═══ RECORDS PROVIDED ═══

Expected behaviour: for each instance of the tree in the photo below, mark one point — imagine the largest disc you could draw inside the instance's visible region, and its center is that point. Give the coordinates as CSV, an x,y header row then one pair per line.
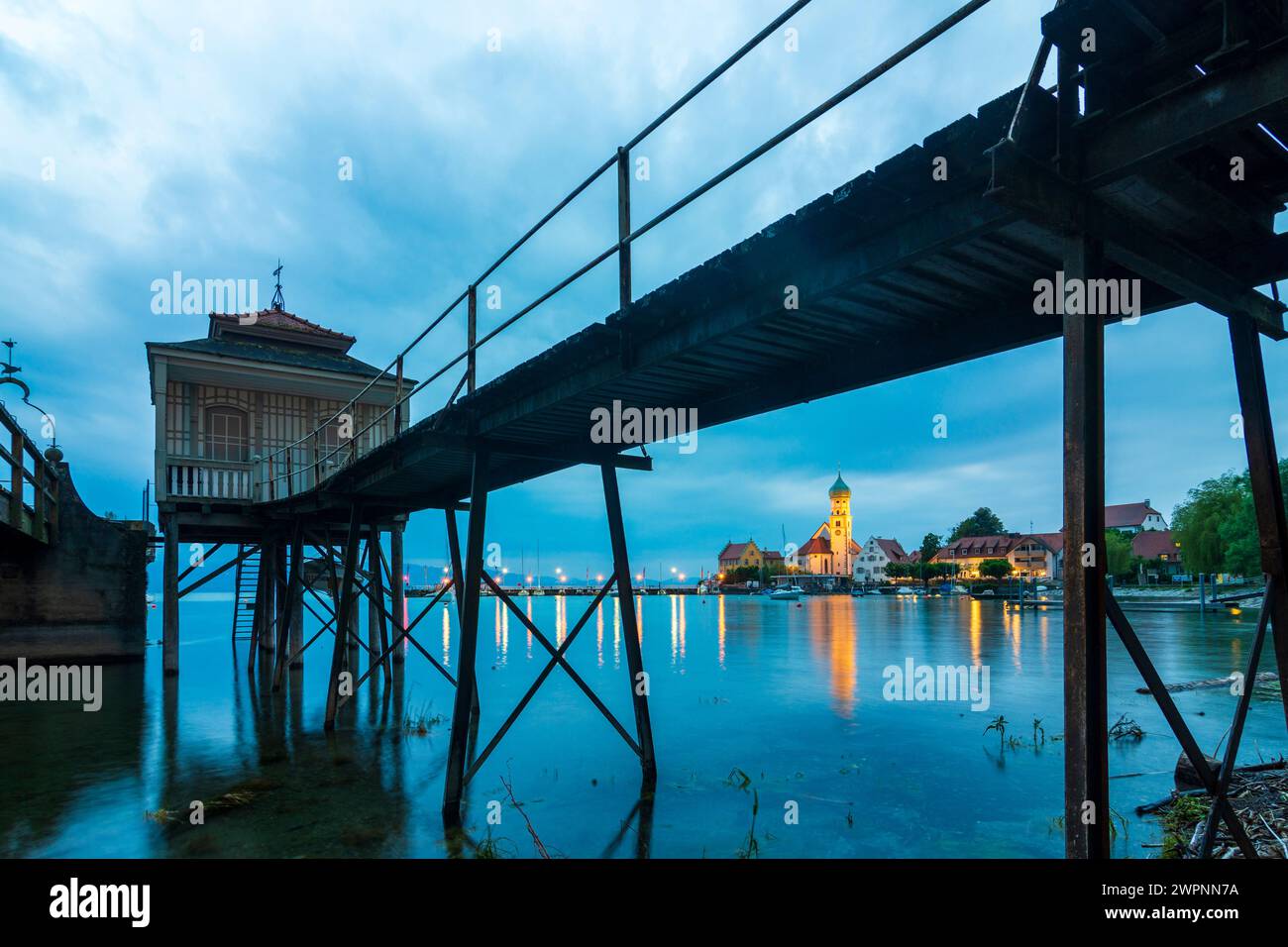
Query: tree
x,y
982,522
1197,523
995,569
1119,556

═══

- _ACTIVITY_
When you return the listing, keep it exact and omit any pictures it holds.

- _RESPONSE TO THE TASK_
Expected behaviour: for each instance of the tree in the photo below, mark one point — imagine the largest disc you could draw inside the instance's visible region, and its center is that point. Give the coordinates as CSV, an x,y header row then one pair per line.
Query: tree
x,y
982,522
1197,523
995,569
1119,556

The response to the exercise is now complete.